What the task asks | Return every record exactly as written.

[Records from a point labeling set]
-- START --

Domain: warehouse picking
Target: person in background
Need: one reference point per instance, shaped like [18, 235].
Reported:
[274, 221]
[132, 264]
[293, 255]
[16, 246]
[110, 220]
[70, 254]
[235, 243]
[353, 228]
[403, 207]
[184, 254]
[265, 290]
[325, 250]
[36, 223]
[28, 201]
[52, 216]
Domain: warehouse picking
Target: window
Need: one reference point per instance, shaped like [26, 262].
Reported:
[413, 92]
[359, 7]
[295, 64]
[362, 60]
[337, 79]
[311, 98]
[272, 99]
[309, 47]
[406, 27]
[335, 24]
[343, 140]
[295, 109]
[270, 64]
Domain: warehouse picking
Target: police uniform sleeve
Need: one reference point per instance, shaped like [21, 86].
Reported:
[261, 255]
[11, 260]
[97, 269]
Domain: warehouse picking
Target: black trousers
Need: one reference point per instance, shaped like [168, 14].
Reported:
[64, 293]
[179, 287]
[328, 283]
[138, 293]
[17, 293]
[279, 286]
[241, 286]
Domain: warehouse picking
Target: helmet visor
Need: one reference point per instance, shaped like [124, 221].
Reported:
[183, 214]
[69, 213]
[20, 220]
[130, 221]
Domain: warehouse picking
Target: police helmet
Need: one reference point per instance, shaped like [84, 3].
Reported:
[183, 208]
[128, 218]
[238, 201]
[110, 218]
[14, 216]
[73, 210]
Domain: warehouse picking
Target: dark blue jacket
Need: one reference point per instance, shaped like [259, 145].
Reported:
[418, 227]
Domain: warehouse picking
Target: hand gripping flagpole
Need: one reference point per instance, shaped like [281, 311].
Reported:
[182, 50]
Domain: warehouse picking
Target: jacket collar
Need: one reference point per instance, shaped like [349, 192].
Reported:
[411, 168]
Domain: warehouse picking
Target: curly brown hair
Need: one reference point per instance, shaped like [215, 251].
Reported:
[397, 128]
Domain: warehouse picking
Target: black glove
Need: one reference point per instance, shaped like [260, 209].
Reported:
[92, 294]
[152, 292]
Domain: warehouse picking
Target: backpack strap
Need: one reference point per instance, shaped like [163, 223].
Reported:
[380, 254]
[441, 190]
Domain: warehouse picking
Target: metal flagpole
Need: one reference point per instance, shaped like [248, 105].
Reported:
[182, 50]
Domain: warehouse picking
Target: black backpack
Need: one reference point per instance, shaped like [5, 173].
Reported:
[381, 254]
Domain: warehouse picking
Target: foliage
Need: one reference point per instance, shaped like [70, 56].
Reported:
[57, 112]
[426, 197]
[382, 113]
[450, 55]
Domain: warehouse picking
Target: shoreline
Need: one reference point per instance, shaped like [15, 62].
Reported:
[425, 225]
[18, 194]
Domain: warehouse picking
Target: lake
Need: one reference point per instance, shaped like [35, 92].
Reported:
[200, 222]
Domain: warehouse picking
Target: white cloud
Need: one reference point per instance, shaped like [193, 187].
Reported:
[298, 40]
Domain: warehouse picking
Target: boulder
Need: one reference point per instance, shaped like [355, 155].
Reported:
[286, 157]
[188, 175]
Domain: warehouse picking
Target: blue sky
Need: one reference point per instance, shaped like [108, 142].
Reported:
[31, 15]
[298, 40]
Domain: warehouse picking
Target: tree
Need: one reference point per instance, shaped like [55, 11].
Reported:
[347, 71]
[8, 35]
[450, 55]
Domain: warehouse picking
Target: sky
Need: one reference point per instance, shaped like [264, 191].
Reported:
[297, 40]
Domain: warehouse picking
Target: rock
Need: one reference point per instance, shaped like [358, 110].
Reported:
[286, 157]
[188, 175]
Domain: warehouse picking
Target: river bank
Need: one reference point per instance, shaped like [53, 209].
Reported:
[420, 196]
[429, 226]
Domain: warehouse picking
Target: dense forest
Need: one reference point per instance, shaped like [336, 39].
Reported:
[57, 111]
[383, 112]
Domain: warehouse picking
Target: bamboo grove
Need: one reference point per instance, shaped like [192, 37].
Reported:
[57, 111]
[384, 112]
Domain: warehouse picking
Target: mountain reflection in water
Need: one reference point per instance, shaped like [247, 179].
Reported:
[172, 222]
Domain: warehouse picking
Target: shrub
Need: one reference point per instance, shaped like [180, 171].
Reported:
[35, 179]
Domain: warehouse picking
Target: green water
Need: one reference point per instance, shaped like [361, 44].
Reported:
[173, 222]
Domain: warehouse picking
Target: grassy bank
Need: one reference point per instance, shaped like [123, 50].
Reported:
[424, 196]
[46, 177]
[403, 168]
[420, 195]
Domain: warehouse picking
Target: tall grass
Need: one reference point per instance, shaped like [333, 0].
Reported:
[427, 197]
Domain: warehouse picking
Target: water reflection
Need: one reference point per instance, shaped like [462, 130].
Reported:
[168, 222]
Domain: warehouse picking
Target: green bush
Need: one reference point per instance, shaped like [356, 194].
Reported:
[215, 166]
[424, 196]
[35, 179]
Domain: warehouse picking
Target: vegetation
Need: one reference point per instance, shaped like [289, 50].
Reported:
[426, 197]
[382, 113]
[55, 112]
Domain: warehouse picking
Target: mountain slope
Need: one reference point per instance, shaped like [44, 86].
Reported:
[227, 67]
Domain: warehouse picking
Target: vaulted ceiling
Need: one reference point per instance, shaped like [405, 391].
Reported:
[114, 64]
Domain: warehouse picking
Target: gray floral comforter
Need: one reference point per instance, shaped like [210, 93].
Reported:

-- END --

Answer to this task |
Domain: warehouse picking
Target: person in background
Need: one reference point per instance, shaped like [18, 235].
Reported:
[274, 221]
[132, 264]
[293, 255]
[16, 246]
[110, 220]
[70, 254]
[235, 243]
[353, 228]
[403, 207]
[184, 254]
[265, 290]
[325, 250]
[36, 223]
[28, 201]
[52, 216]
Domain: warehouse picking
Target: window
Need: one reference point per instance, shaped like [26, 262].
Reported:
[413, 92]
[359, 7]
[295, 64]
[362, 60]
[337, 79]
[311, 98]
[272, 99]
[309, 47]
[406, 27]
[335, 24]
[343, 140]
[295, 109]
[270, 64]
Domain: warehouse picking
Target: police uniform sleeve
Need: one reference point per instance, shaped like [21, 86].
Reported:
[261, 255]
[11, 260]
[97, 269]
Domain: warehouse picking
Target: black trousers
Need: one reference point per instance, shaped like [168, 14].
Reported:
[64, 293]
[179, 287]
[328, 283]
[138, 293]
[17, 293]
[279, 286]
[241, 286]
Domain: warehouse picking
Target: helmet visor
Need: one reference point per instance, shaped like [124, 221].
Reported:
[183, 214]
[69, 213]
[20, 220]
[130, 221]
Domain: warehouse picking
Target: police helmet
Need: one reference point per instance, shaped like [84, 3].
Reported:
[183, 208]
[128, 218]
[238, 201]
[110, 218]
[14, 216]
[73, 210]
Domain: warehouse picking
Target: dark blue jacket
Need: one reference point per instance, shaped like [259, 145].
Reported:
[418, 227]
Domain: warehouse picking
Target: hand gripping flagpole
Need: one reference point per instance, shaped like [281, 311].
Reported:
[182, 50]
Domain: warehouse picking
Target: jacket collar
Need: one reference point per instance, shaped like [349, 192].
Reported:
[411, 168]
Domain: warehouse picking
Target: curly brown hair
Need: one reference point per instance, shaped like [215, 251].
Reported:
[397, 128]
Domain: warehouse picking
Target: black glove
Need: one reference point per instance, shaped like [260, 209].
Reported:
[92, 294]
[152, 292]
Domain: warehouse picking
Target: backpack strap
Need: one reference point per instance, shaped like [163, 223].
Reported:
[380, 254]
[441, 190]
Domain: warehouse picking
Target: metal flagpole
Need: one reference point per instance, shaped like [248, 105].
Reported:
[182, 50]
Domain: warehouse picking
Target: black backpack
Need: one reference point per instance, shaped like [5, 173].
Reported:
[381, 254]
Domain: warehouse picking
Target: foliage
Need: one reference point per instance, shaped like [70, 56].
Reported:
[57, 112]
[426, 197]
[382, 113]
[450, 55]
Domain: warehouse picking
Target: shoreline
Need: one reference point per instance, shaped like [15, 62].
Reported:
[425, 225]
[18, 194]
Domain: warehouse picking
Target: lake
Need: one reference point per instance, shaped like [35, 92].
Reported:
[200, 222]
Domain: warehouse picking
Target: white cloud
Need: one reference point per instance, shaped like [193, 187].
Reported:
[298, 40]
Domain: warehouse picking
Target: boulder
Need: one reference point per instance, shaped like [355, 155].
Reported:
[286, 157]
[188, 175]
Domain: warehouse picking
Target: blue sky
Need: one reference point per instance, shaped like [108, 142].
Reported:
[31, 15]
[298, 40]
Domain: warehouse picking
Target: tree
Need: one reference point per instance, shaped like [55, 11].
Reported:
[347, 71]
[8, 35]
[450, 55]
Domain: warehouse picking
Target: sky
Need: one reference point per instance, shaped like [264, 191].
Reported:
[297, 40]
Domain: warehouse picking
Target: rock
Need: one reference point per instance, shaped like [358, 110].
Reported:
[286, 157]
[188, 175]
Domain: warehouse picking
Target: river bank
Need: one reference point per instance, shaped like [53, 209].
Reported:
[420, 196]
[429, 226]
Domain: warehouse picking
Target: dense forest
Need: one reference point per instance, shaped like [336, 39].
Reported:
[57, 111]
[383, 112]
Domain: warehouse picking
Target: bamboo grove
Need: one reference point per instance, shaped like [192, 37].
Reported:
[57, 111]
[384, 112]
Domain: warehouse picking
Target: mountain reflection in water
Need: one reference point per instance, shaped like [247, 179].
Reported:
[172, 222]
Domain: warehouse picking
Target: shrub
Need: one reference point per instance, shaped like [180, 171].
Reported:
[35, 179]
Domain: warehouse picking
Target: green water
Need: one reference point per instance, shaped like [361, 44].
Reported:
[173, 222]
Domain: warehouse picking
Target: grassy bank
Need: one reference point per instance, shaped like [123, 50].
Reported:
[424, 196]
[46, 177]
[403, 168]
[420, 195]
Domain: warehouse picking
Target: tall grass
Need: one reference point per instance, shaped like [333, 0].
Reported:
[427, 197]
Domain: warehouse picking
Target: water reflection
Need: one reference point per instance, shaped like [462, 130].
Reported:
[168, 222]
Domain: warehouse picking
Target: green bush
Need: one reference point per instance, shaped like [356, 194].
Reported:
[215, 166]
[424, 196]
[35, 179]
Domain: warehouse picking
Target: vegetation
Need: one reference point per instance, shaped like [289, 50].
Reported:
[426, 197]
[382, 113]
[55, 112]
Domain: warehouse picking
Target: mountain slope
Need: one reference point per instance, shaped like [44, 86].
Reported:
[227, 67]
Domain: warehouse picking
Target: vaulted ceiling
Need: one reference point per instance, shaped like [405, 391].
Reported:
[114, 64]
Domain: warehouse picking
Target: gray floral comforter
Need: one reference point per instance, shaped like [210, 93].
Reported:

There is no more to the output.